Jum'at, 29 Maret 2024
Agung Pratnyawan | Rezza Dwi Rachmanta : Senin, 18 November 2019 | 20:15 WIB

Aktifkan Notifikasimu

Jadilah yang pertama menerima update berita penting dan informasi menarik lainnya.

Hitekno.com - Semakin berkembangnya kebutuhan manusia menuntut mereka juga menggunakan alat serba canggih seperti smartphone, mobil listrik, hingga komputer. Jarang ada yang tahu, di ujung laut dalam tepatnya di dasar samudra, terdapat wilayah yang dipenuhi logam langka bernilai hingga 16 triliun dolar AS atau Rp 225 ribu triliun.

Warga sipil memang jarang ada yang tahu, namun wilayah tersebut sudah menjadi incaran penambang internasional dan beberapa tempat di antaranya dilindungi dengan kendaraan militer.

Banyak penambang internasional mulai mengembangkan teknologi untuk menggali lebih dalam di wilayah itu.

Jika dilihat sekilas, batuan yang berisi logam langka bernilai tinggi tersebut hanya seukuran kentang.

Namun batuan-batuan itu hanya tersebar di dasar samudra sehingga diperlukan berbagai robot dan alat penambang modern untuk meraihnya.

Ilustrasi Samudra Pasifik. (Pixabay/ Michelle Maria)

Berkembangnya industri modern membuat beberapa logam langka seperti nikel, kobalt, dan mineral lainnya (dikenal dengan rare earth atau tanah jarang) mempunyai nilai yang super tinggi.

Para ahli menyebutnya dengan nodul, dan mereka tersebar di dasar Samudra Pasifik.

Logam-logam atau tanah jarang sangat penting bagi industri modern karena mereka merupakan penyusun utama smartphone, baterai mobil listrik, hingga super komputer.

Terdapat 19 negara yang sudah "menyelam ke kedalaman" untuk mengeksplorasi rare earth atau tanah jarang, dengan China dan Rusia menjadi yang terdepan.

Pada suatu tempat di dasar samudra, terdapat triliunan nodul atau batuan "kentang" tanah jarang yang menunggu untuk diambil.

Perbandingan produksi rare earth atau tanah jarang antara Amerika Serikat dan China. (Wikipedia/ USGS)

Wilayah laut dalam yang dikenal dengan nama Clarion Clipperton Zone (CCZ) atau Zona Clarion Clipperton menyimpan triliunan nodul bernilai tinggi.

#### [KUMPULAN DATA]

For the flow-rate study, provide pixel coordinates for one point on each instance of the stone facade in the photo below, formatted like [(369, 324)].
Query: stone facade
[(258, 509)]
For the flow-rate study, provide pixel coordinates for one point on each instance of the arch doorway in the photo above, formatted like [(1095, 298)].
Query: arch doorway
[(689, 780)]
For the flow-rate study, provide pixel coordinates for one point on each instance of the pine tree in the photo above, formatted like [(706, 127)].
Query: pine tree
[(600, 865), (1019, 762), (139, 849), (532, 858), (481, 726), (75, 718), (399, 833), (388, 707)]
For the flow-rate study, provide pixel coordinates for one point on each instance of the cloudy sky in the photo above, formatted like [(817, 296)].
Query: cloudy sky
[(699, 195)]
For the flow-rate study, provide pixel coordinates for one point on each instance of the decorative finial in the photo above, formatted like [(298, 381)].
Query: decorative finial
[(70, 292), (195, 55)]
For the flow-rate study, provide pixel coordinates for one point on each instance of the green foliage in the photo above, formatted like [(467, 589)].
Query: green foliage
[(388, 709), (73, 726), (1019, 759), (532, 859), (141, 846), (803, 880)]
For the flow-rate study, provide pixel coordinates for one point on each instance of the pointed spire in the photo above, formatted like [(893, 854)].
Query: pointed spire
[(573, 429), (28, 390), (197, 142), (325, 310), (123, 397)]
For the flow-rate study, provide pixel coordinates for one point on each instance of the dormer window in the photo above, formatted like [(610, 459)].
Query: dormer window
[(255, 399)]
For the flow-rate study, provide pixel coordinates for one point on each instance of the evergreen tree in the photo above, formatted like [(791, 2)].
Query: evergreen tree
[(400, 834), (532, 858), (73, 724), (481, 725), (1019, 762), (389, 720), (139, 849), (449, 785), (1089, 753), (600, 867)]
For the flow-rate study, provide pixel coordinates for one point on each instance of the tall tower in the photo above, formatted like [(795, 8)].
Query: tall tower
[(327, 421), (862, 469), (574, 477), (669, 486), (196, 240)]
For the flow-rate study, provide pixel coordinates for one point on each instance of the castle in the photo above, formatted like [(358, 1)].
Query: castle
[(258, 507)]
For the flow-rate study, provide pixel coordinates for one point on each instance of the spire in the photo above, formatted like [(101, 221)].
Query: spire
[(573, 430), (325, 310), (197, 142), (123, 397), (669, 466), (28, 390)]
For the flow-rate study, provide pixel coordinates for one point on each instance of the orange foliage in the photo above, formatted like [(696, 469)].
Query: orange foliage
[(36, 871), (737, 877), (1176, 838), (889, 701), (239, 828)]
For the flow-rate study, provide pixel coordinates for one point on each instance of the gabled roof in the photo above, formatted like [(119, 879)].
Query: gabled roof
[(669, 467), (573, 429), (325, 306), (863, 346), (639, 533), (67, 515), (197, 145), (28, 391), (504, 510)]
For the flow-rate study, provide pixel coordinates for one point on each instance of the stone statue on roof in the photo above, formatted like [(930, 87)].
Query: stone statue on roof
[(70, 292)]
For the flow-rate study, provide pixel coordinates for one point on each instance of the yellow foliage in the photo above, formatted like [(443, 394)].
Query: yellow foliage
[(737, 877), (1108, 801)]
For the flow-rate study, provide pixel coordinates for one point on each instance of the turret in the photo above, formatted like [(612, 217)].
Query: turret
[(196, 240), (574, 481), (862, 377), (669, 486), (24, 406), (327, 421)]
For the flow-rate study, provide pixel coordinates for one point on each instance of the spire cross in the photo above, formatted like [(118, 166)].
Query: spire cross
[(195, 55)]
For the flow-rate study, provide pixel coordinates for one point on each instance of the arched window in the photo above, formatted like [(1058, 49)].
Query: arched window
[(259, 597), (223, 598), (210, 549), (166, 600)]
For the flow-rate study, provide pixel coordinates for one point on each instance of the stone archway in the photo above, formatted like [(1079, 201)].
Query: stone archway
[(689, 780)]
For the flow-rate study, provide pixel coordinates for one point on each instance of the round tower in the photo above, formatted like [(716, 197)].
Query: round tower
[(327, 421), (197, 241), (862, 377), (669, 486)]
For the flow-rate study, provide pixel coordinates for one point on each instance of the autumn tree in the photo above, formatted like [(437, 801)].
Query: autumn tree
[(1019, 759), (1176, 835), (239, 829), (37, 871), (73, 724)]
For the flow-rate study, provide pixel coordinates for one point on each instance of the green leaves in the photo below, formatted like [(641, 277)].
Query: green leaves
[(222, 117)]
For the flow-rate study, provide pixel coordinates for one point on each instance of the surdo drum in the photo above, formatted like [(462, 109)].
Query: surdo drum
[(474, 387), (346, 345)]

#### [TUJUAN TUGAS]
Lanjutkan artikel tentang nodul logam langka di dasar Samudra Pasifik, dimulai tepat setelah kalimat terakhirnya.

#### [JAWABAN LATIHAN]
Dilansir dari CBS News, para ahli memperkirakan bahwa CCZ yang terbentang sebesar 2 juta kilometer persegi pada Samudra Pasifik antara Hawaii hingga Meksiko mempunyai nilai hingga lebih dari 16 triliun dolar AS atau Rp 225 ribu triliun.

Sejauh ini 19 negara mempunyai lisensi di CCZ, dengan China, Rusia, dan Jepang menjadi terdepan karena sudah memiliki teknologi canggih untuk mengeksplorasinya.

Beberapa negara yang sudah masuk CCZ dan berkonsentrasi mengambil nodul juga termasuk Perancis, Jerman, Korea, hingga Kuba dan Tonga.

Cukup menarik, dari 19 negara hanya Amerika Serikat yang merupakan negara maju tidak masuk dalam daftar.

Hukum Laut AS mencakup penambangan laut dalam, dan pada tahun 1994, Presiden Bill Clinton menandatangani perjanjian tersebut.

Hukum tersebut membuat AS tidak bisa masuk untuk ikut mengeksplorasinya.

Namun karena kebutuhan akan tanah jarang semakin mendesak dan mereka tidak ingin terlalu tergantung dengan China, maka 22 senator telah disiapkan untuk menentang perjanjian tersebut.

Sebagian ilmuwan khawatir bahwa penambangan laut dalam akan menghancurkan dasar laut, sebuah dunia yang tidak sepenuhnya kita pahami.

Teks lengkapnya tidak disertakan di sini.